→ Problem: Reproduce all of the entries below, substituting "occurrence" for every "instance" and leaving everything else unchanged.

=-=-=-=-=

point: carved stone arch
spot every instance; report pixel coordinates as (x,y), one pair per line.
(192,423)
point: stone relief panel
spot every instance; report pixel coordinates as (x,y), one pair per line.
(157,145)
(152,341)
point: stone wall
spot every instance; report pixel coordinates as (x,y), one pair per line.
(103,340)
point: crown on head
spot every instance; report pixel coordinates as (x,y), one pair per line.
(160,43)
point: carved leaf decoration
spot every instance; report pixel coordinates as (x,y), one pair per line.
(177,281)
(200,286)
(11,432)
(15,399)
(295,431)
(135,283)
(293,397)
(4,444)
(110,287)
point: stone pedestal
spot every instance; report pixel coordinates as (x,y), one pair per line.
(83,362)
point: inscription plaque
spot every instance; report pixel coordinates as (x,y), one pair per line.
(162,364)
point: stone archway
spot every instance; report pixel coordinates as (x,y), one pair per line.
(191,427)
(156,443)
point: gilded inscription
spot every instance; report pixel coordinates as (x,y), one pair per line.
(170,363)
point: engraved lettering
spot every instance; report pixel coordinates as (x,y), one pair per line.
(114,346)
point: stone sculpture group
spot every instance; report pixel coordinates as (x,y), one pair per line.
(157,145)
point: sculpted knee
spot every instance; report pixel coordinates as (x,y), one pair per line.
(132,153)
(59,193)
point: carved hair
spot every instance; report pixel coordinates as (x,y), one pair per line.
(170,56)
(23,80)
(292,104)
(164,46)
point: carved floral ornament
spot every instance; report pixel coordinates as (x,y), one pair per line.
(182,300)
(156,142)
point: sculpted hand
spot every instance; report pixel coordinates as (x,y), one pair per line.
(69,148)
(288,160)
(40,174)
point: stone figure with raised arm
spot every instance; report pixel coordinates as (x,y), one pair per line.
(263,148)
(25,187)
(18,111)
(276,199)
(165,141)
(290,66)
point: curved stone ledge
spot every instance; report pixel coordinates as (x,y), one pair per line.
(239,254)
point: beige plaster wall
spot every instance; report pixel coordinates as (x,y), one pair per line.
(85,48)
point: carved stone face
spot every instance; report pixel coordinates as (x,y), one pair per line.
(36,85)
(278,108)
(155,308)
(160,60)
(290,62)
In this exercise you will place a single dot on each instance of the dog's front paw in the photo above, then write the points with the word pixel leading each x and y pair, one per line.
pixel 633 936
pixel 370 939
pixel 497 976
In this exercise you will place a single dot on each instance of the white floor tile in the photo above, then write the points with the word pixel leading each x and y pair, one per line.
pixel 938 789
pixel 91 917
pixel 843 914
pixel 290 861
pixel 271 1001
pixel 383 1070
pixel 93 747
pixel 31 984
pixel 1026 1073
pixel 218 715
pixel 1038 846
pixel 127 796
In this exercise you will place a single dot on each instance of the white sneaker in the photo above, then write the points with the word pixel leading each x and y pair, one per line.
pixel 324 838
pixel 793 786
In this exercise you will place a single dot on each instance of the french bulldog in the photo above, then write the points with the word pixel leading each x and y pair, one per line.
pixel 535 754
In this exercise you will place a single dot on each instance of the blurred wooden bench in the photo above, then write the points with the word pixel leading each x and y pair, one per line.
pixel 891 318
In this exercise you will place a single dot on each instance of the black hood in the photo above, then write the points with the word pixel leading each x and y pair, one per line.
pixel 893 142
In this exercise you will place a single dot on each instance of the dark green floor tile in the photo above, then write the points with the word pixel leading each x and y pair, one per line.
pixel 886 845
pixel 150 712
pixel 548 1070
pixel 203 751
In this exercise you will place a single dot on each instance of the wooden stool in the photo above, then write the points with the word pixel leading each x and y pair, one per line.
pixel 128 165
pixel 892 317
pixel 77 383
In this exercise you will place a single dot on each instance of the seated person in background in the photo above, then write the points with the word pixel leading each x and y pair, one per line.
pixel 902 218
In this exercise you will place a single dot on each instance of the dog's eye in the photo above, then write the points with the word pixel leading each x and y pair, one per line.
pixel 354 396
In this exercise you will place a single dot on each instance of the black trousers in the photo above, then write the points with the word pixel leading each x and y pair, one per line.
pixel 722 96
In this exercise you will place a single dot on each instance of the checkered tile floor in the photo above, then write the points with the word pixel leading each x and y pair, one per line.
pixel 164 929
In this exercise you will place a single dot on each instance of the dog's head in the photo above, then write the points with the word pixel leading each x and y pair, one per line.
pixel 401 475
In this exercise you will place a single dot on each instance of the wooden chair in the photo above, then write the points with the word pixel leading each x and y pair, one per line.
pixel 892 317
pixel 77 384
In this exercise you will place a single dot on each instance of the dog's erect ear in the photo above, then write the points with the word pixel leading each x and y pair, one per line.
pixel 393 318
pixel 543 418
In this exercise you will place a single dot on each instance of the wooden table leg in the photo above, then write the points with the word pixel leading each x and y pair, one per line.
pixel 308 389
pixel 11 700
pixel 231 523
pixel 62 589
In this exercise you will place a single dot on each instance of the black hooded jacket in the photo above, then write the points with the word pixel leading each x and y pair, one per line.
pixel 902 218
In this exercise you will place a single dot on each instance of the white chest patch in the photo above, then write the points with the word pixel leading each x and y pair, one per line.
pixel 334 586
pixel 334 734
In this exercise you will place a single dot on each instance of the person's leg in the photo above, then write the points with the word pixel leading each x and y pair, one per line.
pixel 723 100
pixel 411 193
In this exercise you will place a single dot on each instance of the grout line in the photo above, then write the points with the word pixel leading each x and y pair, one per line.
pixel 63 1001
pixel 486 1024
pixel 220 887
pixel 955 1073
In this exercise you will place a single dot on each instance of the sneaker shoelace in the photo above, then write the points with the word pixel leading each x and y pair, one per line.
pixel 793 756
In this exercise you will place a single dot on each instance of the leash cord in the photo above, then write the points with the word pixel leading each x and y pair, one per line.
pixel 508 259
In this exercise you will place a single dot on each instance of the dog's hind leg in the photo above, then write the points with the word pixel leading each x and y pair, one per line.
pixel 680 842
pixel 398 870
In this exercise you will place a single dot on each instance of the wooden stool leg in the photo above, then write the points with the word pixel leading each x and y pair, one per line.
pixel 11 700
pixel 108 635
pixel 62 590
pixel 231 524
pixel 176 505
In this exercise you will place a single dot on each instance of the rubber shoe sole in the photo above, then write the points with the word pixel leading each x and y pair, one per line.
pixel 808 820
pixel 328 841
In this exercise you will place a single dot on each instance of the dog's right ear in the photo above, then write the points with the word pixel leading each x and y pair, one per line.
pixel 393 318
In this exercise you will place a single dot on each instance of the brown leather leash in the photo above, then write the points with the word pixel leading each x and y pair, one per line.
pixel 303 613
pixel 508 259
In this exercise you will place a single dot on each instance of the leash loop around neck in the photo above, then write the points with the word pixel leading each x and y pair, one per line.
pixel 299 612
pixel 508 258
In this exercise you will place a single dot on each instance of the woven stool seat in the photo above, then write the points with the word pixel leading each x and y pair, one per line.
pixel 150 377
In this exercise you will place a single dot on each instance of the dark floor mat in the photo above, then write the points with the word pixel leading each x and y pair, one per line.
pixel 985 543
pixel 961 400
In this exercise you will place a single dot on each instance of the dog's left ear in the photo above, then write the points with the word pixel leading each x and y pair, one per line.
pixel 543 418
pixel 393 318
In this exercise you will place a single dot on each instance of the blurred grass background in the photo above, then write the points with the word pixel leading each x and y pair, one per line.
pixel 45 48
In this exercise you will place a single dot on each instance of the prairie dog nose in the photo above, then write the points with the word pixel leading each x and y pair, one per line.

=-=-=-=-=

→ Written answer:
point: carved stone arch
spot every occurrence; report pixel coordinates as (x,y), one pair per line.
(192,423)
point: stone relief panel
spot every occurrence; report pixel coordinates as (x,y), one pair per line.
(157,145)
(152,341)
point: stone wall
spot every occurrence; report pixel coordinates as (x,y), one pair per line.
(103,340)
point: crown on head
spot every occurrence; report pixel coordinates as (x,y), one pair per line.
(160,43)
point: carved leaf decoration
spot every occurrence; report pixel coordinates as (x,y), one pair per line.
(177,281)
(200,286)
(11,432)
(15,399)
(295,431)
(135,283)
(293,397)
(4,444)
(110,287)
point: stone pedestal
spot every occurrence; report pixel coordinates as (x,y), one pair per line.
(83,362)
point: inscription plaque
spot every occurrence; report pixel coordinates as (x,y), one pair per line.
(162,364)
point: stone archway
spot every occurrence; report pixel coordinates as (x,y), one pair per line.
(191,427)
(156,443)
point: gilded inscription
spot every occurrence; report pixel coordinates as (x,y), one pair per line.
(170,363)
point: engraved lettering
spot every occurrence; report pixel coordinates as (x,y), one pair per line.
(114,346)
point: stone sculpture group
spot every occurrence; report pixel coordinates as (x,y), one pair per line.
(157,145)
point: sculpted knee
spot every occurrence; report pixel coordinates as (x,y), one pair per line.
(132,153)
(59,193)
point: carved hair
spot every occurrence; report pixel coordinates as (x,y), one pair per line.
(170,56)
(23,80)
(292,104)
(164,46)
point: carved floral ornament
spot every occurrence; report pixel coordinates as (x,y), one pair per line.
(182,300)
(156,142)
point: sculpted hand
spot every occurrence; report pixel coordinates as (x,y), one pair per line.
(69,148)
(288,160)
(40,174)
point: stone figure with raised arm
spot every occurrence; report pixel coordinates as (x,y), one pair per line.
(263,148)
(25,187)
(18,111)
(276,199)
(165,141)
(290,66)
point: curved stone ledge
spot every occurrence; report pixel coordinates as (x,y), one pair per line.
(239,254)
point: beige plaster wall
spot every occurrence; report pixel coordinates as (x,y), one pair per line.
(85,48)
point: carved stone face
spot every occurrence; report pixel coordinates as (x,y), one pair per line.
(36,85)
(278,108)
(155,308)
(160,60)
(290,62)
In this exercise you will place a single dot on each occurrence of the dog's front paw in the photo above, then write the points with the word pixel leading each x and y pair, one per line.
pixel 633 936
pixel 370 939
pixel 497 976
In this exercise you will place a single dot on each occurrence of the white floor tile in the photo above, then write the points with the word pixel leading each x and y pair, one per line.
pixel 938 789
pixel 91 917
pixel 843 914
pixel 290 861
pixel 271 1001
pixel 383 1070
pixel 93 747
pixel 31 984
pixel 1026 1073
pixel 218 715
pixel 1038 846
pixel 127 796
In this exercise you will place a single dot on each occurrence of the white sneaker in the photo above, then write the points with the word pixel leading each x and y pair, one per line.
pixel 324 838
pixel 793 786
In this exercise you will place a single dot on each occurrence of the french bulldog in the photo above, then write the points with the word pixel leading each x and y pair, one per line.
pixel 535 754
In this exercise you will place a single dot on each occurrence of the blurred wooden bench in the photo above, then write the points with the word pixel leading each x and y pair, one per line.
pixel 891 318
In this exercise you will place a single dot on each occurrence of the black hood in the photo above, then write the points with the word pixel leading each x and y pair, one per line.
pixel 893 142
In this exercise you will place a single dot on each occurrence of the dark green floor tile in the photo above, then write the points with the word pixel leading each x and y pair, one per line.
pixel 886 845
pixel 150 712
pixel 548 1070
pixel 203 751
In this exercise you will place a single dot on each occurrence of the wooden stool in the photo above, then write the points with the word pixel leading each x and y pair, one per line.
pixel 128 165
pixel 892 317
pixel 77 383
In this exercise you will place a single dot on each occurrence of the seated person in background in the photo above, then write the points with the word pixel leading each x and y pair, one per line.
pixel 902 218
In this exercise you will place a single dot on each occurrence of the dog's eye in the photo above, then write the points with the word pixel leading each x and y pair, one per line.
pixel 354 396
In this exercise you will place a single dot on each occurrence of the black trousers in the photo above, then write the points with the word pixel leading each x and y pair, one per line.
pixel 722 96
In this exercise you will place a single dot on each occurrence of the checkered tile floor in the photo above, then write the points with the word pixel leading each x and y pair, one per line.
pixel 164 929
In this exercise you will place a single dot on each occurrence of the dog's head in the photo above, then write the points with the word pixel leading each x and y pair, one per line.
pixel 401 475
In this exercise you will place a single dot on each occurrence of the wooden chair in the photo above, then write the points with the word pixel leading each x and y pair, one per line.
pixel 892 317
pixel 77 384
In this exercise you will place a single dot on each occurrence of the dog's erect ear in the photo above, then write the points with the word pixel leading each x and y pair, one per line.
pixel 393 318
pixel 543 418
In this exercise you will place a single dot on each occurrence of the wooden table leg in the photo above, then write the points with the word pixel leading each x and y pair, one per line.
pixel 308 389
pixel 11 700
pixel 231 523
pixel 62 589
In this exercise you will place a single dot on each occurrence of the black hooded jacket in the photo above, then write the points with the word pixel leading each x and y pair, one per line.
pixel 902 218
In this exercise you will place a single dot on each occurrence of the white chest patch in the photo above, then write the points with the word pixel leading each x and y pair, one per line.
pixel 334 586
pixel 334 734
In this exercise you will place a single dot on each occurrence of the person's leg in the photo above, then write the points with the word pixel leading each x and y pair, one per line.
pixel 723 100
pixel 411 193
In this exercise you will place a single dot on each occurrence of the grout line in the photo above, then write the points with the word pixel leading each x and y pair, one per line.
pixel 63 1001
pixel 486 1024
pixel 220 887
pixel 955 1073
In this exercise you will place a single dot on each occurrence of the sneaker shoelace in the photo above, then write the points with the word pixel leading each x and y pair, one per line.
pixel 793 756
In this exercise you will place a single dot on each occurrence of the leash cord in the photo above, then write the points with the word pixel leading each x and y pair, one per line.
pixel 508 259
In this exercise you will place a single dot on each occurrence of the dog's hind leg in the photo above, then write the points with the word pixel leading each x and y pair, one per line.
pixel 680 842
pixel 398 870
In this exercise you will place a single dot on each occurrence of the wooden stool leg in the photo above, then write the points with the word pixel leading each x and y pair, one per line.
pixel 11 700
pixel 108 635
pixel 62 590
pixel 231 524
pixel 176 505
In this exercise you will place a single dot on each occurrence of the rubber shoe sole in the photo above, then write the points with the word pixel leading each x and y pair, one per line.
pixel 808 820
pixel 328 841
In this exercise you will place a single dot on each occurrence of the dog's right ear in the photo above, then write the points with the word pixel leading each x and y pair, one per line.
pixel 393 318
In this exercise you will place a single dot on each occurrence of the brown leather leash in the photo above, then write the points with the word pixel leading each x and y pair, one per line.
pixel 303 613
pixel 508 259
In this exercise you will place a single dot on each occurrence of the leash loop around neck in the photo above, then write the points with the word pixel leading each x and y pair, one per line.
pixel 299 612
pixel 508 258
In this exercise you will place a single dot on each occurrence of the woven stool seat in the photo above, then write the points with the word pixel leading each x and y pair, one per line.
pixel 150 377
In this exercise you will place a single dot on each occurrence of the dark floor mat in the photo above, then write the points with the word pixel leading each x and y pair, one per line.
pixel 985 543
pixel 961 400
In this exercise you will place a single dot on each occurrence of the dog's left ear in the photo above, then write the points with the word pixel leading each x and y pair, one per line.
pixel 543 418
pixel 393 318
In this exercise you will place a single dot on each occurrence of the blurred grass background in the photo above, then write the points with the word pixel leading each x and y pair, one per line.
pixel 45 48
In this exercise you will place a single dot on each occurrence of the prairie dog nose in the photo above, then write the points with the word pixel leading each x and y pair, one per line.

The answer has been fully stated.